▶ [Given text]
Begin
Three policy groups examine America's cities and what can be done to keep them afloat.

As the Clinton era begins, the fate of a number of major American cities seems to hang in the balance.

Philadelphia, which went to the brink a month ago with an employees strike, is still struggling to regain its equilibrium. Detroit, which some observers say is in a class of destitution by itself, is finally facing up to its municipal unions.

New York, always teetering on the brink of something, has suffered a round of seemingly permanent employment losses from the recession. Los Angeles, which only recently seemed about to lead the nation into the age of the Pacific, is torn by racial strife and tribal dissension.

Faced with these problems, can America's cities decide their own fate, or are they being overwhelmed by larger economic trends? Can federal programs make a difference, or are local strategies more important?

These questions have been addressed by three recent reports from Washington think tanks that concern themselves with urban trends. Although the reports differ in their approach to the subject, all three seem to agree that local policies can make a difference and that federal aid--if necessary at all--must be carefully tailored to individual circumstances.

"City Distress, Metropolitan Disparities, and Economic Growth," issued in September 1992, emphasizes the widening disparity in wealth between cities and their own suburbs as a marker for urban decline. The report was released by the National League of Cities, a confederation of the nation's metropolitan governments.

Looking at the 85 largest metropolitan areas in the nation, authors William R. Barnes and Larry Ledebur found the mismatch between wealthy suburbs and a struggling city to be a prime indicator of recent economic growth.

"We found that the gap has been widening over the last 30 years and that disparity itself predicts a city's relative economic health," said Barnes, director of the league's Center for Research and Program Development.

As late as 1960, people living in cities actually had incomes 5% higher than people living in surrounding suburbs. But the figure has been declining ever since. Urban incomes were only 96% of suburban incomes in 1973, 89% in 1980, and 84% in 1989.

When Barnes and Ledebur measured employment growth from 1988 to 1991, they found that job creation was strongest among cities where urban incomes most closely matched suburban incomes and weakest where the disparity was greater.

~No National Economy'

The strongest growth rate, 4.1%, was in areas where city income was 89% to 96% of suburban income. The second-strongest, 3.4%, was where it was 97% to 158% of suburban income. Job growth was lowest, minus 1%, in areas where urban income was only 69%-78% of suburban income.

Surprisingly, more cities were below than above the country's average unemployment rate of 6.7%. But the key point, Barnes and Ledebur said, was that the cities' figures ranged so widely: from 1.9% to 19%.

"There is no single ~national economy,'" they wrote. "The diversity of performance among urban regions suggests that what we have is an interdependent system of regional economies. How an individual city performs depends very much on policies and social factors that are particular to that city."

That means talk of a "national growth package" is misguided, the authors said. "The federal government must create a federal ~local growth package' to address effectively the long-term needs of urban economic regions," they said.

Ledebur and Barnes say that the city-suburb income gap, with its resulting political polarization, can be a major factor in an economy's decline. "When a region starts abandoning its [central city] infrastructure, it creates inefficiencies that are difficult to overcome," they wrote.

A city and its suburbs just create more problems by competing for jobs. "One of the best strategies is to avoid this through tax-sharing between city and suburb," said Barnes. "Both Minneapolis and Louisville have had some success with it."
End
(Excerpts from point annotation data)
Begin
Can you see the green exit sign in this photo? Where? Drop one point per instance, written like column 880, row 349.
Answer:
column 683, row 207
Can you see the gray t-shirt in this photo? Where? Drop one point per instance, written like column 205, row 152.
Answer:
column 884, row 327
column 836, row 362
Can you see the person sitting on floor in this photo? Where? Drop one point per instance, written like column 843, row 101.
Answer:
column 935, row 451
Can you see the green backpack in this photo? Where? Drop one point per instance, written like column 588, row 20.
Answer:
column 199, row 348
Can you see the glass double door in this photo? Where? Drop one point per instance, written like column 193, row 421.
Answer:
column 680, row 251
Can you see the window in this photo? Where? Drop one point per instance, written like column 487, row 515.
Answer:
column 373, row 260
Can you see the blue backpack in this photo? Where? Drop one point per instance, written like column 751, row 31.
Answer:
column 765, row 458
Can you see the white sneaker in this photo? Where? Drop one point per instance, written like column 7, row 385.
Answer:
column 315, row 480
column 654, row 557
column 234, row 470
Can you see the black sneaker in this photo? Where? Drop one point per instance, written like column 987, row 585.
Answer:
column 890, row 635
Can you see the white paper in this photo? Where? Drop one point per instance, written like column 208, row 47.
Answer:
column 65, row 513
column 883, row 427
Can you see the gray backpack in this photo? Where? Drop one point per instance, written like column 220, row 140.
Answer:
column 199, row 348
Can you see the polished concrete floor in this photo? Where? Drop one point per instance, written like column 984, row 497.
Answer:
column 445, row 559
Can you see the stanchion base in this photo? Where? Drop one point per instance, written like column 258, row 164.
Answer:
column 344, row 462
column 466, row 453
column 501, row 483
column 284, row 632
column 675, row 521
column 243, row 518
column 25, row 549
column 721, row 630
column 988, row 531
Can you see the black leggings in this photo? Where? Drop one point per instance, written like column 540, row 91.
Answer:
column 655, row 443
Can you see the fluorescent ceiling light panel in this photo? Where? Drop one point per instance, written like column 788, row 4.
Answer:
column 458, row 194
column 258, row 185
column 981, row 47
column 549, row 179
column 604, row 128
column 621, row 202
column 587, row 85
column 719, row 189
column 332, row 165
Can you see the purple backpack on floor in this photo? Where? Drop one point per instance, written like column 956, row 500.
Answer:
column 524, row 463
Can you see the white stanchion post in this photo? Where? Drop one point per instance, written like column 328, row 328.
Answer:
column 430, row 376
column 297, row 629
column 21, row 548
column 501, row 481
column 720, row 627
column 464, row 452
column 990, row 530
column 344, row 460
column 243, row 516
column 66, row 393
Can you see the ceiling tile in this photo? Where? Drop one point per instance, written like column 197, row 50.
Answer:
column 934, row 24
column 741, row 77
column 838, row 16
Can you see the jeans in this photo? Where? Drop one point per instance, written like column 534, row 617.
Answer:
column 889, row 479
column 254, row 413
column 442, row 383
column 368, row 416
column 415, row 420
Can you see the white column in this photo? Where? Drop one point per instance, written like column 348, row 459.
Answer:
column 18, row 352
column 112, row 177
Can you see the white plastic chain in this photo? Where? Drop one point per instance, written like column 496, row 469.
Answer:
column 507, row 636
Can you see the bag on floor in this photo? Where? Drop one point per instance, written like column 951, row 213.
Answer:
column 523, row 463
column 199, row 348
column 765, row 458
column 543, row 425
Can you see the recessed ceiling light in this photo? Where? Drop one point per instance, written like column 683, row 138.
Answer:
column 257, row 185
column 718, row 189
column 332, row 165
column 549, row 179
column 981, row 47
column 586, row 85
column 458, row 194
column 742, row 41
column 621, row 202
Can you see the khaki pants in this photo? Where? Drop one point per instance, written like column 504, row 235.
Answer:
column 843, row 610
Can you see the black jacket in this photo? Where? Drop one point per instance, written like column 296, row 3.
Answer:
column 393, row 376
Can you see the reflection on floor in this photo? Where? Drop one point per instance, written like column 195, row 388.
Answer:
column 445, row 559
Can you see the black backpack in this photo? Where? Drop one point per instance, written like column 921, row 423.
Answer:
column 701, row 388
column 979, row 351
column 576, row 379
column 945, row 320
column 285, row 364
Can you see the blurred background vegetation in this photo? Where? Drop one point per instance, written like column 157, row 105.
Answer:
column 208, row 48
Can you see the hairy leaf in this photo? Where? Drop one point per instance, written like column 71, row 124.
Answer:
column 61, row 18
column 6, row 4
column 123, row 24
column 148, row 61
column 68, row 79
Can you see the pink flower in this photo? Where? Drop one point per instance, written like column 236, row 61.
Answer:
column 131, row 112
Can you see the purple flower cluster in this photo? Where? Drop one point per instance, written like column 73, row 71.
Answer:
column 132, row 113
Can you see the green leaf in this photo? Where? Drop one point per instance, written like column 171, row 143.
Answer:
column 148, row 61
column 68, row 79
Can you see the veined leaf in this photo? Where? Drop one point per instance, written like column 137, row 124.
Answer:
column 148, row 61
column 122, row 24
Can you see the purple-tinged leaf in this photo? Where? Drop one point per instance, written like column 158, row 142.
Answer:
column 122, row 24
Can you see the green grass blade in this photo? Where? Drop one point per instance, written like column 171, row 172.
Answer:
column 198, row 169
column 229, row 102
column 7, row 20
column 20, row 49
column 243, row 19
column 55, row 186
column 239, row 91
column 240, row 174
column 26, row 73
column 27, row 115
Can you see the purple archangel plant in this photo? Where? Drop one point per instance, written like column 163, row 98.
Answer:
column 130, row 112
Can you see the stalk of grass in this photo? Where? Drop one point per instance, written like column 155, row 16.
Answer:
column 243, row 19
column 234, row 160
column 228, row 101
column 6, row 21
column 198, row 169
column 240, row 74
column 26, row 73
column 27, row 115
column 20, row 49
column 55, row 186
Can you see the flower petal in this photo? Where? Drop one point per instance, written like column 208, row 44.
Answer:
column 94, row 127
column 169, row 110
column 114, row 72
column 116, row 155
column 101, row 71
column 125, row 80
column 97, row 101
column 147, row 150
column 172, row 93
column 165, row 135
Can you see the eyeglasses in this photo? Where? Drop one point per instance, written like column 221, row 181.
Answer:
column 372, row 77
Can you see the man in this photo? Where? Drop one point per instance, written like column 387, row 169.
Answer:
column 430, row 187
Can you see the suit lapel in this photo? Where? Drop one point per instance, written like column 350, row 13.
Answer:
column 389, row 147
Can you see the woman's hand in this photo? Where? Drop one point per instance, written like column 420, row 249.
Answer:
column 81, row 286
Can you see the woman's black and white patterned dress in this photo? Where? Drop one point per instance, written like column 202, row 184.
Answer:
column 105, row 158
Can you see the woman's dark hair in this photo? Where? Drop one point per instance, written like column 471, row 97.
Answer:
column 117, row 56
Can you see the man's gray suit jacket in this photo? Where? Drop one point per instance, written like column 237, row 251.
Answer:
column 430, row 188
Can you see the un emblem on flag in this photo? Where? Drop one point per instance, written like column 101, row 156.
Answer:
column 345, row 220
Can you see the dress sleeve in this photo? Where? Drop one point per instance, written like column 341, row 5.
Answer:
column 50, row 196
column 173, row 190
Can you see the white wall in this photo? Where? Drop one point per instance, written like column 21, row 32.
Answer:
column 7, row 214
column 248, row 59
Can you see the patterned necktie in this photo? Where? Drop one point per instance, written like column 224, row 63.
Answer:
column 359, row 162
End
▶ [Exercises]
a) Using the article on cities, decide whether each statement agrees with it, answering yes or no and quoting the deciding words: (i) In 1960, city residents had higher incomes than residents of the surrounding suburbs. (ii) The National League of Cities report examined the 50 largest metropolitan areas. (iii) The strongest job growth rate came where city income was 97% to 158% of suburban income.
b) Name every city whose difficulties the article on cities describes before it asks whether cities can decide their own fate.
c) Reproduce everything in the article on cities from "As the Clinton" down to "and tribal dissension.".

▶ [Final answers]
a)
(i) Yes: "As late as 1960, people living in cities actually had incomes 5% higher than people living in surrounding suburbs."
(ii) No: "Looking at the 85 largest metropolitan areas in the nation"
(iii) No: "The strongest growth rate, 4.1%, was in areas where city income was 89% to 96% of suburban income."

b) Philadelphia, Detroit, New York, Los Angeles

c)
As the Clinton era begins, the fate of a number of major American cities seems to hang in the balance.

Philadelphia, which went to the brink a month ago with an employees strike, is still struggling to regain its equilibrium. Detroit, which some observers say is in a class of destitution by itself, is finally facing up to its municipal unions.

New York, always teetering on the brink of something, has suffered a round of seemingly permanent employment losses from the recession. Los Angeles, which only recently seemed about to lead the nation into the age of the Pacific, is torn by racial strife and tribal dissension.